— Exercise input —
★ ★ ★ ★ ★ ★ ★
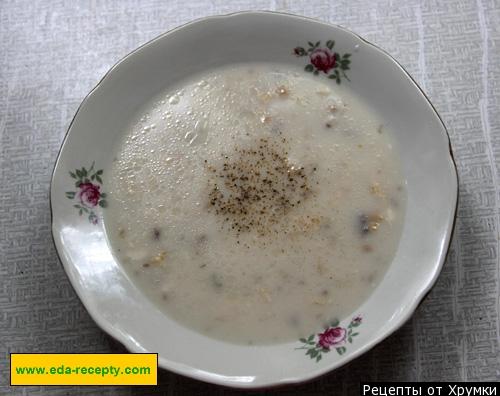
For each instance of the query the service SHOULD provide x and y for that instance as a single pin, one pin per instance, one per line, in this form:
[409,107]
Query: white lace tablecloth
[53,52]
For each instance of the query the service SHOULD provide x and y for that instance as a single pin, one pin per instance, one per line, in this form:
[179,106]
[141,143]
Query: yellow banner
[83,369]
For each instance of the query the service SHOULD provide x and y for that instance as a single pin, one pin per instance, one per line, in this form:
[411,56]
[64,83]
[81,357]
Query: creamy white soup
[256,203]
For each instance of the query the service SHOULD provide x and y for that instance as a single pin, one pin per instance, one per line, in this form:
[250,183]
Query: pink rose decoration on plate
[332,337]
[323,59]
[89,194]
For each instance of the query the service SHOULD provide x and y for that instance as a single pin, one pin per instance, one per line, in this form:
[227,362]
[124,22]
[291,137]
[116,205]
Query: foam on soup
[256,203]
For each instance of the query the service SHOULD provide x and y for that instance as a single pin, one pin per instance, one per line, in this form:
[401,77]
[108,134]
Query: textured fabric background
[53,52]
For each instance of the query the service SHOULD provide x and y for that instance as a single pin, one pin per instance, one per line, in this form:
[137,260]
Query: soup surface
[256,203]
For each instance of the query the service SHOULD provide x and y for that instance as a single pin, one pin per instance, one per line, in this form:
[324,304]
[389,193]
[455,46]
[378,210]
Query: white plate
[118,306]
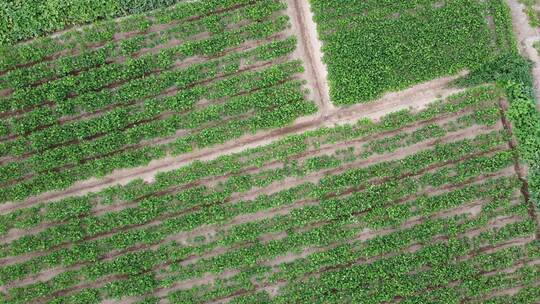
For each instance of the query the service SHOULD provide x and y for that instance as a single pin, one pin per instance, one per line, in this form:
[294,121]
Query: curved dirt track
[416,97]
[526,35]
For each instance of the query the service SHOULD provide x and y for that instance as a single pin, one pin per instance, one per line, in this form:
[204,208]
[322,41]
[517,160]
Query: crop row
[421,40]
[193,107]
[105,31]
[301,218]
[357,178]
[133,47]
[478,102]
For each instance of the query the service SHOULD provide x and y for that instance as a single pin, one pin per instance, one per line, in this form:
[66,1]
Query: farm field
[371,47]
[121,94]
[269,151]
[421,199]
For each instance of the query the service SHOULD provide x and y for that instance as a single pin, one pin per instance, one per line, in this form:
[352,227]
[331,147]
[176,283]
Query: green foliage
[372,47]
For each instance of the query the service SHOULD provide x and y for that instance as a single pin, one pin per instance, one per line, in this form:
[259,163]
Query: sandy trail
[416,97]
[526,35]
[310,49]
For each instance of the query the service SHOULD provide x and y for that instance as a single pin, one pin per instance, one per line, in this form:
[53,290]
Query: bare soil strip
[419,95]
[526,36]
[310,51]
[325,149]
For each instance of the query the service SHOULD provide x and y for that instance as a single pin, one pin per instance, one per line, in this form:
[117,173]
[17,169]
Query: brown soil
[415,98]
[526,36]
[310,51]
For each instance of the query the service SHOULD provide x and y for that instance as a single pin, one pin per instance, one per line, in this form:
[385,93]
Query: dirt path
[415,97]
[526,35]
[310,51]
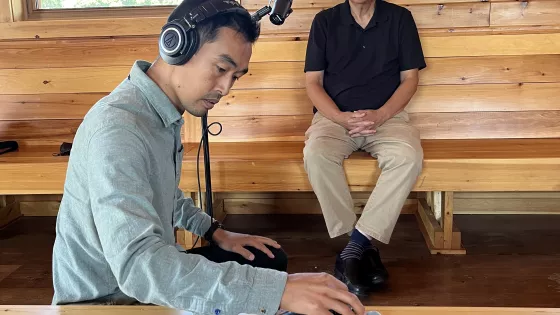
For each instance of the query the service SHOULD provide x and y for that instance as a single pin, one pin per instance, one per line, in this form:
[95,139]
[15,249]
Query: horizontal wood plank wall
[493,71]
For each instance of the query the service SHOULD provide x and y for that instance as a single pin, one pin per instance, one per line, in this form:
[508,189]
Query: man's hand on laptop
[235,242]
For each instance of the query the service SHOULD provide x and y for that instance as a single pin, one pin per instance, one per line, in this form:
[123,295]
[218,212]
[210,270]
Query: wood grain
[284,75]
[466,125]
[487,125]
[46,106]
[460,14]
[491,69]
[261,128]
[79,52]
[39,130]
[480,45]
[39,208]
[428,99]
[82,28]
[459,70]
[257,4]
[6,11]
[489,165]
[525,13]
[451,15]
[122,51]
[516,205]
[485,98]
[293,206]
[66,80]
[157,310]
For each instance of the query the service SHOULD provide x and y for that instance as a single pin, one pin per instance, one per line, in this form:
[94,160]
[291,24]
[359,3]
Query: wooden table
[156,310]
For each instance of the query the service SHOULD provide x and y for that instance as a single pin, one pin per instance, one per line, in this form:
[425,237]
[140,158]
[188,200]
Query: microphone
[280,11]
★ ★ ★ ★ ★ ★ ★
— Do this —
In the copy, include all records verbatim but no images.

— Reply —
For each instance of the query the service SHOULD provide x and y for that instance as a single pin, one pin per instance, one per line, in this form:
[409,107]
Query: white lace tablecloth
[53,52]
For each instance of the query the service SHOULD provide x and y for that instance as a single pin, one pin per instance, one per line, in this form:
[179,106]
[141,143]
Query: yellow banner
[83,369]
For each instance of the query the service SHOULD provide x and y for that instance as a single pin, one pin per instance, one per line, in this form:
[411,56]
[64,83]
[81,357]
Query: creamy white soup
[256,203]
For each instance of the query the service SHOULD provide x and y for that instance as a single pin, one pin per instance, one per line, in this form:
[250,183]
Query: pink rose decoration on plate
[332,337]
[323,59]
[89,194]
For each instance of the query the service SHOULD provide x and y for that instance as a single pin, one pin per instance, one per line, in this form:
[227,362]
[124,22]
[291,137]
[116,205]
Query: foam on soup
[256,203]
For each instance of the query the service SHOULD provide x and y for that instance as a single pin, one pin per instance, one per line, in this form:
[401,77]
[108,134]
Query: textured fabric background
[53,52]
For each instance of the query the service SHOULD provide x and y for that instance as a single pin, one pin per instance, one per line, in this form:
[137,260]
Query: soup surface
[256,203]
For each instance of the query the service SHOULD provide x and y for that instance as a single pin, one pin per instance, one per line, in this form:
[324,304]
[389,193]
[455,46]
[378,210]
Query: white plate
[118,306]
For each instance of the query the service SHOULD provide x and y for that instance as a single pin, one pin per instance, one per line, in this form:
[294,121]
Query: curved dirt track
[416,97]
[526,35]
For each instance of the query the service SHOULD provide x and y for that instance as a single pin, one pin per instance, one per line, in this form:
[204,208]
[322,41]
[517,160]
Query: crop row
[421,40]
[193,107]
[105,31]
[301,218]
[357,178]
[133,47]
[478,102]
For each instance of the query the service SHOULD provide x and y for that instance as a single pin, one pin per instance, one per line, in this form:
[66,1]
Query: farm field
[371,47]
[121,94]
[269,151]
[421,199]
For each instance of the query the service SHOULD provide x and y for that instance as a single pin, one pin per instance, one per line, in this form:
[352,227]
[331,147]
[176,283]
Query: green foliage
[372,47]
For each instance of the query the service SHOULD provide x and y for that instance as a single pin, one pin per instance, one per line, in this form:
[259,163]
Query: sandy trail
[416,97]
[526,35]
[310,49]
For each instance of the query the service SHOULD provide x and y for that instance as a single pin, one pin per instance, one per line, in this form:
[53,290]
Query: bare soil strip
[419,95]
[526,36]
[310,51]
[325,149]
For each instance of the query the service SHOULD provide x and y for that instance as a single pin, one pin per instance, one per line, in this form:
[117,173]
[17,169]
Query: brown soil
[415,98]
[526,36]
[310,51]
For each instance of the query the service SHOULD provide x and y for that instance as a single pin, one pin per instance, one per line, in this form:
[385,93]
Query: dirt path
[415,97]
[526,35]
[310,51]
For each instance of the query the service SHOULD provide x and y for that instance as a single pin, one pin per instance, one per line, in this form:
[95,139]
[15,249]
Query: horizontal wood plank wall
[493,71]
For each instance of the query the service SHOULD provide x and y for that instance as a single pin, one pin per instance, one per line, in this form:
[508,189]
Query: man's hand on laptop
[235,242]
For each instance of the query the service SHOULD provide x and y for that instance as a single pin, one pin per instance, one per line, in this form:
[123,295]
[218,212]
[210,270]
Query: wood grain
[284,75]
[466,125]
[487,125]
[46,106]
[460,14]
[491,69]
[261,128]
[79,52]
[39,130]
[480,45]
[39,208]
[428,99]
[82,28]
[459,70]
[257,4]
[6,11]
[489,165]
[525,13]
[451,15]
[122,51]
[516,205]
[485,98]
[293,206]
[66,80]
[157,310]
For each instance of the query the service SHOULD provide x and y for that instance as a single pin, one pin per instance, one per line, in this form:
[94,160]
[291,24]
[359,3]
Query: wooden table
[156,310]
For each instance of the query the service SHOULD provide x and y for that instance as a single pin, one pin per instance, one per line, in this form:
[425,237]
[140,158]
[188,200]
Query: microphone
[280,11]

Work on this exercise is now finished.